__Stored data entries__
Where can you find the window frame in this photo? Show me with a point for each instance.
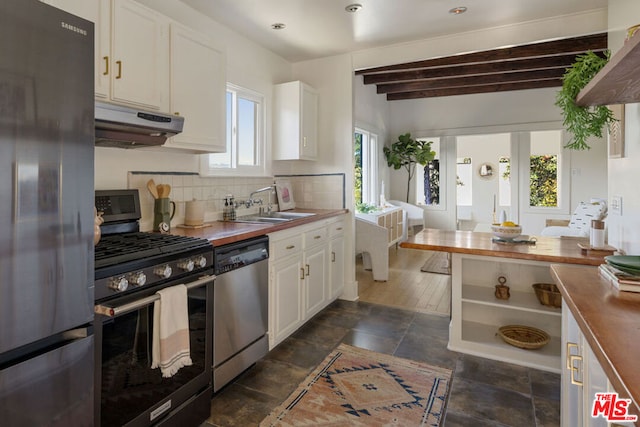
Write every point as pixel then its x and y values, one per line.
pixel 260 169
pixel 564 175
pixel 370 158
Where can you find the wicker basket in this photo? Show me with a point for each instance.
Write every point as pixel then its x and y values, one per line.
pixel 524 336
pixel 548 294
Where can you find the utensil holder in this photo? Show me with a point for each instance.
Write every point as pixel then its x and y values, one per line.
pixel 163 212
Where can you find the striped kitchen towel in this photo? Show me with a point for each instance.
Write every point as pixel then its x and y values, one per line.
pixel 171 331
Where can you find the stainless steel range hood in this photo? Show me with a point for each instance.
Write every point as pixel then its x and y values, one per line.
pixel 127 127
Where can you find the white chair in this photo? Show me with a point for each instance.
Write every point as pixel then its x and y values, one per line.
pixel 580 222
pixel 372 241
pixel 415 216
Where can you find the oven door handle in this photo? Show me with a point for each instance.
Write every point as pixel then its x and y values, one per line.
pixel 108 311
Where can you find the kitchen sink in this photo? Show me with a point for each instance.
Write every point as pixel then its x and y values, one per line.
pixel 273 217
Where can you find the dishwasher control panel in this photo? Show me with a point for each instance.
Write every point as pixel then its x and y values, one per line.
pixel 237 255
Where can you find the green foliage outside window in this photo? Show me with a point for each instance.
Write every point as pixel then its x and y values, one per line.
pixel 357 153
pixel 543 183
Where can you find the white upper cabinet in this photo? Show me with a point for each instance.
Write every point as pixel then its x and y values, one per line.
pixel 139 56
pixel 296 122
pixel 198 87
pixel 98 12
pixel 131 51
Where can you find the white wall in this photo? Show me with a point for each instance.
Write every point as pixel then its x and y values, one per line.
pixel 371 112
pixel 624 173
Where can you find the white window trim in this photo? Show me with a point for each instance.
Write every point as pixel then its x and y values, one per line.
pixel 372 160
pixel 260 170
pixel 564 177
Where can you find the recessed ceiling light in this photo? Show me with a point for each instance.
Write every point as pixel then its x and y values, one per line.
pixel 458 10
pixel 352 8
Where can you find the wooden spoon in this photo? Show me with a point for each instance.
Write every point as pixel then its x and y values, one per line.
pixel 151 186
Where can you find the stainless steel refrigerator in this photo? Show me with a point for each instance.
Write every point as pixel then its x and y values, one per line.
pixel 46 216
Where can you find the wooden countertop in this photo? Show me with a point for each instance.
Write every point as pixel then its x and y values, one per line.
pixel 550 249
pixel 223 232
pixel 610 321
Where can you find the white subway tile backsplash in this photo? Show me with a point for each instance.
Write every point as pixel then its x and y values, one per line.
pixel 309 191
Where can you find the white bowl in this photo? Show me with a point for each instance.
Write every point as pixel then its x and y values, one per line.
pixel 506 232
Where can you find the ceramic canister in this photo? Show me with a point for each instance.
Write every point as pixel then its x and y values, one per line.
pixel 194 212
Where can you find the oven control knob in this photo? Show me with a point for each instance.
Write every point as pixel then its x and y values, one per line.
pixel 200 261
pixel 138 279
pixel 186 265
pixel 164 271
pixel 119 284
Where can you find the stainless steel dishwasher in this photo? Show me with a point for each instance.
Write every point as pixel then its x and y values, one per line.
pixel 240 315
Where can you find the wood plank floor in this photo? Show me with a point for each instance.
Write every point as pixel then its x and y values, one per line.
pixel 407 287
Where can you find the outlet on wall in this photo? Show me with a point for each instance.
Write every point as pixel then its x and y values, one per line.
pixel 616 205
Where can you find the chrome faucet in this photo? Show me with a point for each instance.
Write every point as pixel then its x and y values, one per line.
pixel 252 201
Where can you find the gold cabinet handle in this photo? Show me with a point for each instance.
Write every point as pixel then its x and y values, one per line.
pixel 574 369
pixel 570 345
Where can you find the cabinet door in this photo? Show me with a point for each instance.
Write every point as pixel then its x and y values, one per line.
pixel 308 142
pixel 315 277
pixel 98 12
pixel 287 296
pixel 572 367
pixel 198 90
pixel 336 263
pixel 139 56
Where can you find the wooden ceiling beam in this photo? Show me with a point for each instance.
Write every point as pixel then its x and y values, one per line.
pixel 474 89
pixel 527 64
pixel 476 80
pixel 594 42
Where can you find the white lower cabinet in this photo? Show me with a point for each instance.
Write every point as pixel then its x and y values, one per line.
pixel 476 313
pixel 582 378
pixel 286 291
pixel 301 275
pixel 336 259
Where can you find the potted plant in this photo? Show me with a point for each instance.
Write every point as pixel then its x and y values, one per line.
pixel 582 122
pixel 408 152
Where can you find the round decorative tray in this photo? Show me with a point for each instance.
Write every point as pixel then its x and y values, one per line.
pixel 525 337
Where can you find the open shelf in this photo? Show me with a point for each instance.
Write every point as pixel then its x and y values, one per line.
pixel 483 340
pixel 519 300
pixel 619 81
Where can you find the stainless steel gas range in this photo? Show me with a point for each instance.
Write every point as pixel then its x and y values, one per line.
pixel 130 267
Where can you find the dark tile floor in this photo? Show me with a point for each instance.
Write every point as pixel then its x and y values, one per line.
pixel 483 392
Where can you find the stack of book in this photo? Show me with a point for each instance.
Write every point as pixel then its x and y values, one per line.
pixel 620 279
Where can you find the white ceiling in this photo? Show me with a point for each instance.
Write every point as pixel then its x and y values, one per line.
pixel 319 28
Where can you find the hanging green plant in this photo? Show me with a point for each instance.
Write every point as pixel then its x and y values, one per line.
pixel 582 122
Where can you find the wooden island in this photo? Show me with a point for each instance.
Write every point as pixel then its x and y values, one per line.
pixel 476 314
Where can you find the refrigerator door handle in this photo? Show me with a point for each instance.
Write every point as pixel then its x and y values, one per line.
pixel 78 333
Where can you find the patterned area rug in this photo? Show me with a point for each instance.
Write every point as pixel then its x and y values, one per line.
pixel 439 263
pixel 357 387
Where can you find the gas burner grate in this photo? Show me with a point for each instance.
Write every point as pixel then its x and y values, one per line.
pixel 120 248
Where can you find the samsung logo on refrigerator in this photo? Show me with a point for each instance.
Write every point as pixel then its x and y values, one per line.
pixel 73 28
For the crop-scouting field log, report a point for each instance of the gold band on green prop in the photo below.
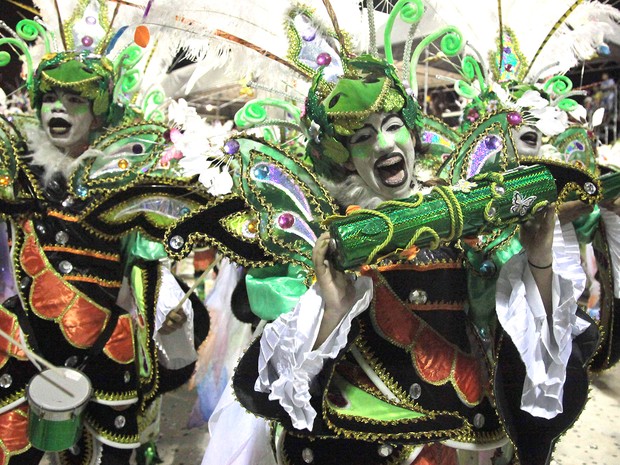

__What you will do__
All the records above need to be given again word for word. Skip the pictures.

__Result of the exercise__
Where can you find the window frame in this photo? Show me with a point for each instance.
Write every point as pixel then its x and y values, one per line.
pixel 260 169
pixel 564 175
pixel 370 158
Where can you find the wicker basket in this photo? Show me with a point for each instance.
Write every point as pixel then its x and y values, one per line.
pixel 524 336
pixel 548 294
Where can you find the utensil holder in this photo? Show me with a point for each instance.
Write every point as pixel then its x and y values, one per line.
pixel 163 212
Where can you find the striped kitchen towel in this photo? Show me with a point for each instance.
Write every point as pixel then its x and y values, one per line.
pixel 171 331
Where can you find the stainless steel range hood in this photo? Show me with a point for each instance.
Write every point as pixel then its x and y values, one per line.
pixel 127 127
Where can you find the white chair in this photo? Show me with a point for each instance.
Write every point as pixel then its x and y values, one per line.
pixel 580 222
pixel 372 241
pixel 415 216
Where can you find the oven door handle in this photo? Show me with a point for each instance.
Write every point as pixel then its x and y values, one per line.
pixel 108 311
Where can you find the kitchen sink in this photo? Show me with a point for each instance.
Write every point as pixel then its x and y values, one per line.
pixel 273 217
Where can you find the dishwasher control panel in this photo? Show me with a point for each instance.
Write every point as pixel then its x and y values, one per line.
pixel 237 255
Where can you find the green foliage outside window in this photo? Show me with a point for each instance.
Write every point as pixel then its x and y values, one per line.
pixel 357 153
pixel 543 183
Where can you find the white upper cabinet in this photo? Show me with a point for each instance.
Write every point as pixel then its x and y values, one per line.
pixel 139 56
pixel 296 122
pixel 198 87
pixel 98 12
pixel 131 51
Where can you find the white wall in this photo? Show me with a point for each instance.
Write every point as pixel then its x and y values, one per line.
pixel 371 112
pixel 624 173
Where can you find the white window trim in this photo? Show me with a point for each instance.
Write every point as pixel then its x and y values, one per line.
pixel 372 160
pixel 260 170
pixel 564 177
Where can you find the recessed ceiling light in this photo? Show me with a point for each instance.
Write every point as pixel then its x and y values, one per line.
pixel 458 10
pixel 352 8
Where can you find the wooden spoon in this photo? Show me with a point for each instance.
Write every point as pixel then its x and y values, one per line.
pixel 151 186
Where can you find the stainless steel refrigerator in this photo? Show me with a point for each instance.
Write every point as pixel then its x and y values, one per line.
pixel 46 216
Where can you find the wooden countertop in this photo? Show me with a point for each instance.
Write every point as pixel then its x and y values, one per line.
pixel 550 249
pixel 223 232
pixel 610 321
Where can you find the white subway tile backsplash in this photo? Show me with a point for each instance.
Write every point as pixel then its x and y values, one per line.
pixel 309 191
Where can you find the white bowl in this photo? Show me with a point for each instance.
Write every point as pixel then its x and y values, one per line.
pixel 506 232
Where can you find the ceramic canister in this photo? Show me with a point for each instance.
Write every point as pixel then its x and y values, one per line.
pixel 194 212
Where can you find the oven control knob in this photo? Show me with a point for each instance.
Write every point as pixel then its x and y values, one per line.
pixel 200 261
pixel 138 279
pixel 186 265
pixel 164 271
pixel 119 284
Where can you find the stainless steel dishwasher in this photo? Show me with a point for each instance.
Write every point as pixel then its x and y values, one per line.
pixel 240 315
Where can you find the wood plank floor in this photo? Show me with a point for each instance.
Write every point as pixel then its x and y values, one per line.
pixel 407 287
Where can you find the outlet on wall in this photo? Show me with a point for each instance.
Write every point as pixel then its x and y values, one per line.
pixel 616 205
Where can you find the chrome faucet in this photo? Show me with a point for each instance.
Write every point as pixel then its x and y values, one per line.
pixel 252 201
Where can you find the gold cabinet handle in this photo? Show me with a point for each instance.
Write every point as pixel then its x and y values, one per line.
pixel 574 369
pixel 570 345
Where can you find the cabinet door in this photo? Show me with a point for each instance.
Write every point as pixel then its x and y values, one per line.
pixel 308 142
pixel 315 277
pixel 98 12
pixel 287 296
pixel 572 367
pixel 198 90
pixel 336 263
pixel 139 56
Where can you find the wooden ceiling beam in this photo? Show me with a point for each instance.
Write every point as pixel then its x and y values, one per line.
pixel 474 89
pixel 527 64
pixel 476 80
pixel 594 42
Where can you find the white lower cabinet in this photo? Show me with a point for each instance.
Write every point as pixel then its x and y values, one per line.
pixel 476 313
pixel 582 378
pixel 286 291
pixel 301 275
pixel 336 259
Where can you find the potted plant in this photo? Show me with a point for each instance.
Write every point as pixel then its x and y values, one per line.
pixel 582 122
pixel 408 152
Where can you find the round decorative tray in this photo? Show me with a point for each instance.
Write every point as pixel then its x and y values, one per line.
pixel 525 337
Where can you find the open shelf in this photo? Show me with a point for each instance.
Write every point as pixel then its x and y values, one per line.
pixel 483 340
pixel 519 300
pixel 619 81
Where can you find the stainless steel gas range in this photo? Show me with a point for each instance.
Write every point as pixel then its x and y values, one per line.
pixel 130 267
Where can you find the dark tile floor in this photo? Show me with a point for each instance.
Write every point as pixel then its x and y values, one per line.
pixel 483 392
Where can you find the stack of book in this photo? Show me with a point for each instance.
Write every point as pixel then its x and y values, one per line.
pixel 620 279
Where can you find the white ceiling in this photo? Show me with a point for each instance.
Write every point as pixel then its x and y values, one per line.
pixel 319 28
Where can you find the hanging green plant in this photo? Show me with a point for each instance.
Write every point as pixel then its x and y values, one per line.
pixel 582 122
Where can you find the wooden island in this photo? Show me with a point for each instance.
Write every point as pixel then its x and y values, one per line.
pixel 476 314
Where can you find the refrigerator door handle in this photo? Show me with a point for each instance.
Write every point as pixel then its x and y values, one per line.
pixel 78 333
Where can you find the patterned area rug in this photo? Show me with a point for each instance.
Write every point as pixel then its x and y values, one per line.
pixel 439 263
pixel 357 387
Where can you find the gas burner grate in this photo? Show me with a point for each instance.
Write every point as pixel then its x and y values, one per line.
pixel 120 248
Where can you find the samsung logo on refrigerator in this photo? Show me with a point for each instance.
Write every point as pixel then its x and y values, one per line.
pixel 73 28
For the crop-scouting field log, report a point for each instance of the gold band on green prop in the photo below.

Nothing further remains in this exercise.